- What is being asked
In the article below on PDD's earnings, how much did the company's operating profit grow year over year in the first quarter of 2026?

- Extracted text
PDD Holdings Inc. Shifts Strategy: Trading Short-Term Profits for Long-Term Growth, Embracing a 'Costco + Disney' Vision

Deep News10:03

PDD Holdings Inc. is exchanging immediate profitability for a steeper, long-term growth trajectory. The latest quarterly earnings fell short of market expectations, but the signals from management were more critical. The company is preparing for larger-scale investments in its own brands, co-building supply chains, and merchant ecosystems to secure growth over the coming years.

For the first quarter of 2026, PDD's total revenue reached RMB 106.2 billion, an 11% year-over-year increase, which was below the market consensus of RMB 108.6 billion. Non-GAAP net profit was RMB 14.1 billion, down 17% year-over-year, significantly missing the market estimate of RMB 24.6 billion. Following the earnings release, PDD's U.S.-listed shares fell nearly 4% in pre-market trading, as investors initially reacted to the profit shortfall and the near-stagnation of online marketing services revenue.

On the earnings call, Co-CEO Zhao Jiazhen stated that continuing to make heavy investments in the supply chain will be the company's core strategy for the next decade. Compared to short-term performance, the company prefers to focus on nurturing the ecosystem and long-term value creation. Co-CEO Chen Lei added that brand-building represents a key opportunity for the next phase of upgrading China's supply chains.

According to market analysis, interpretations from three major investment banks point to the same tension: short-term pressure on the profit statement, while the strategic narrative is reopening. Morgan Stanley and J.P. Morgan focused on downward revisions to profit expectations. Goldman Sachs, however, argued that investments in "New Pinduoduo Mall" and self-operated brands bring PDD closer to its long-term vision of becoming a "Costco + Disney." For investors, the core question has shifted from "why profits missed expectations" to "whether PDD can trade short-term profit volatility for stronger long-term competitive moats."

Earnings Signals: Profit Pressure, But Core Operations Not Stalling

PDD's Q1 performance showed clear divergence. On the revenue side, total revenue of RMB 106.2 billion grew 11% year-over-year but missed expectations. On the profit side, Non-GAAP net profit of RMB 14.1 billion fell 17% year-over-year, far below consensus. Net profit attributable to shareholders decreased 15% year-over-year to RMB 12.5 billion, primarily dragged down by non-operating items such as a swing to investment losses and foreign exchange losses.

Meanwhile, the efficiency of core business operations remained supportive. The company's operating profit grew 22% year-over-year to RMB 19.6 billion. J.P. Morgan also noted that adjusted operating profit increased 16% year-over-year, with the adjusted operating profit margin reaching 20%, up 1 percentage point year-over-year, indicating sound core operational efficiency.

The real pressure came from two ends. One was the slowdown in online marketing services revenue. This segment grew only 2.5% year-over-year to RMB 49.9 billion in Q1, significantly lower than the growth rate of transaction services revenue. The near-stagnation in ad growth suggests the platform's traditional monetization engine is downshifting. The other end was the drag on net profit from non-operating items. J.P. Morgan stated that adjusted net profit was 43% below its forecast and the market consensus, mainly due to larger-than-expected losses from non-recurring items, including interest and investment losses of RMB 632 million and other losses of RMB 2 billion.

This makes PDD's Q1 report not simply a story of "slowing growth," but rather the starting point of a structural shift: advertising slows, transaction services take over, profit volatility increases, and supply chain investments heat up.

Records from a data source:
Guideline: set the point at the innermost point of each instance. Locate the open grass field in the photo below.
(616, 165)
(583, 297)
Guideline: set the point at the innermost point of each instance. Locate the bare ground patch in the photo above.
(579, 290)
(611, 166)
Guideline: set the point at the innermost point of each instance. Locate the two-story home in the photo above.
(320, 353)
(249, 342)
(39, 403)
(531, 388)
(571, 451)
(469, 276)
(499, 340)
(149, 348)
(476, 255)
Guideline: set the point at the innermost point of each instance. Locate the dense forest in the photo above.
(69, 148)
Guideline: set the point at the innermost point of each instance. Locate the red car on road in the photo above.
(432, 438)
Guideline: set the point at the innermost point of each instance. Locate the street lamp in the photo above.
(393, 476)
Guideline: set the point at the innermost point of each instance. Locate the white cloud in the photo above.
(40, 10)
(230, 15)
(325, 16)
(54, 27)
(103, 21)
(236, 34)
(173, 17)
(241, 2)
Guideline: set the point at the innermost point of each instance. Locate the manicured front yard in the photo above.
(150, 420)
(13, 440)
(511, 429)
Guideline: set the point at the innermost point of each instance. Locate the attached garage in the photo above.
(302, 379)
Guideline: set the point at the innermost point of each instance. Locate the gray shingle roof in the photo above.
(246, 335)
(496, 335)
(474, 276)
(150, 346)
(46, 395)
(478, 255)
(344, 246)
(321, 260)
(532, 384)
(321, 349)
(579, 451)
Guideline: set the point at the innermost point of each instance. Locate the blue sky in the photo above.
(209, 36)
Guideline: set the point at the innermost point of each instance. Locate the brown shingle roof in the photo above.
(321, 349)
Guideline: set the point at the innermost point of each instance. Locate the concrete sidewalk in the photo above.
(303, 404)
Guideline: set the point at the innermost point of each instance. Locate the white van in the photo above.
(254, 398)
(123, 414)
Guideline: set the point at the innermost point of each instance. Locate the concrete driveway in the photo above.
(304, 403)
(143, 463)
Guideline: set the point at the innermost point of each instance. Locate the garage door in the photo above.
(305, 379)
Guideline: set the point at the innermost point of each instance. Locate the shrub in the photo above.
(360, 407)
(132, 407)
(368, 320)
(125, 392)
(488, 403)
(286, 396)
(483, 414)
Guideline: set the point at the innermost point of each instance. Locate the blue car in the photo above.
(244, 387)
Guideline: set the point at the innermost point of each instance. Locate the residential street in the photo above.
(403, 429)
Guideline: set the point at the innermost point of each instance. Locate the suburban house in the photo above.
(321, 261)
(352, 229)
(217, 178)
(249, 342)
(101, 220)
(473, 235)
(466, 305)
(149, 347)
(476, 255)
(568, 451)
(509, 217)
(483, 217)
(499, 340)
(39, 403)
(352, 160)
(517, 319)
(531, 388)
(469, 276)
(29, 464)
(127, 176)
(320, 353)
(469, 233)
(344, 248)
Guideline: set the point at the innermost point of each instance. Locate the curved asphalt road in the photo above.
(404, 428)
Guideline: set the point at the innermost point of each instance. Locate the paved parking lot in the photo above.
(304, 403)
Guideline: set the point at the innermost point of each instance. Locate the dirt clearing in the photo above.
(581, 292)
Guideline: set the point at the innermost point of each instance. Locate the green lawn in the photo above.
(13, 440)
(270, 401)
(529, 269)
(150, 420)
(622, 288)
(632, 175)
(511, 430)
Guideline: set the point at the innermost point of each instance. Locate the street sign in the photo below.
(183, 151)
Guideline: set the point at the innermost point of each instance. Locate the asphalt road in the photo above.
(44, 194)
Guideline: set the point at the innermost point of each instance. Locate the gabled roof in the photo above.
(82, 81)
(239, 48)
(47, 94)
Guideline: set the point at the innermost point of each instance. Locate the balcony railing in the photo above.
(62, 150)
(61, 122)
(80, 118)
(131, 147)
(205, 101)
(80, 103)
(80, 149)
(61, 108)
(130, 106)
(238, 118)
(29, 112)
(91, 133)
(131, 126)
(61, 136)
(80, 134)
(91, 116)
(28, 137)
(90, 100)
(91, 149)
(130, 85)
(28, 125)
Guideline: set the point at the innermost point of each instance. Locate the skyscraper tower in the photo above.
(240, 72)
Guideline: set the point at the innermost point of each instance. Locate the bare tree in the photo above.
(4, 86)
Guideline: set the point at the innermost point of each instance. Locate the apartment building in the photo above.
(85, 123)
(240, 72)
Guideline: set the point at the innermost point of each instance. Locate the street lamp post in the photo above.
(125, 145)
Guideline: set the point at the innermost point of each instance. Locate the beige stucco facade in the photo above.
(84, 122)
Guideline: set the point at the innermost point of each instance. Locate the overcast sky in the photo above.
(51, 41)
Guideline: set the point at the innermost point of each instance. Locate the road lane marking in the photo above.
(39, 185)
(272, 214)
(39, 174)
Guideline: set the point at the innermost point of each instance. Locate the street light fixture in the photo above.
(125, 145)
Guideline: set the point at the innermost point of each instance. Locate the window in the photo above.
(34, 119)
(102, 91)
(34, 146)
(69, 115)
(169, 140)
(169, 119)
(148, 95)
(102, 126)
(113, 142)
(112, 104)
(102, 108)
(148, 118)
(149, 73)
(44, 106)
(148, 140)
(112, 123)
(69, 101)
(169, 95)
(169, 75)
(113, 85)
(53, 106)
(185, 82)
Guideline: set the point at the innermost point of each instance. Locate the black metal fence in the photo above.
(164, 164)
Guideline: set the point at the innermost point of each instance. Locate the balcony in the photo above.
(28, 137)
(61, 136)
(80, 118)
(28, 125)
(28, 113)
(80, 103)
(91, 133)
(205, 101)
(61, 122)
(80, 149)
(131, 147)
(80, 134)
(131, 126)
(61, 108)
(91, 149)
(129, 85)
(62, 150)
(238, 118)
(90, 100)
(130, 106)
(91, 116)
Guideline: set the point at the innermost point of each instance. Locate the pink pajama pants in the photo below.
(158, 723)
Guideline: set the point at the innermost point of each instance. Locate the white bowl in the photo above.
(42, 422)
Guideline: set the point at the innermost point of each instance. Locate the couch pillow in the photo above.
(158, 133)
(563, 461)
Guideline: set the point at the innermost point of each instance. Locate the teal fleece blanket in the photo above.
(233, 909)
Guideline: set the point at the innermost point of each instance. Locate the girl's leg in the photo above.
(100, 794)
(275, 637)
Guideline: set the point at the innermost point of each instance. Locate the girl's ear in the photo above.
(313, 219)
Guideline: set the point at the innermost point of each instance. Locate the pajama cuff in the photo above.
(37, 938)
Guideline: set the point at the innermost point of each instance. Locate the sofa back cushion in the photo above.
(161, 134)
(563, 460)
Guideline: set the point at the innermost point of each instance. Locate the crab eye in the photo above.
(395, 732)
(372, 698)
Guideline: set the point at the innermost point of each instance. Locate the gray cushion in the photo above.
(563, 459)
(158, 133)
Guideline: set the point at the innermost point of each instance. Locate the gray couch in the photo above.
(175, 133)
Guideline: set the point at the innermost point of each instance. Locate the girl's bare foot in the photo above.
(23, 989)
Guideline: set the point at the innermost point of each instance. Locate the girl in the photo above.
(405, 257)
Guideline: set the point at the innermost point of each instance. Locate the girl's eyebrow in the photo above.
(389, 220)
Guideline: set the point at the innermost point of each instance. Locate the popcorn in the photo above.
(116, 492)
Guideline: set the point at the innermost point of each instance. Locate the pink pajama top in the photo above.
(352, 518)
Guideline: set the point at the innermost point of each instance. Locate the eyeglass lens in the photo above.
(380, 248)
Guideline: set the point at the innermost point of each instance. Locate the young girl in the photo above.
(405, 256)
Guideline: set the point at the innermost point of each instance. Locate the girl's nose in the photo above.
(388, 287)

- Worked answer
It grew 22%, to RMB 19.6 billion.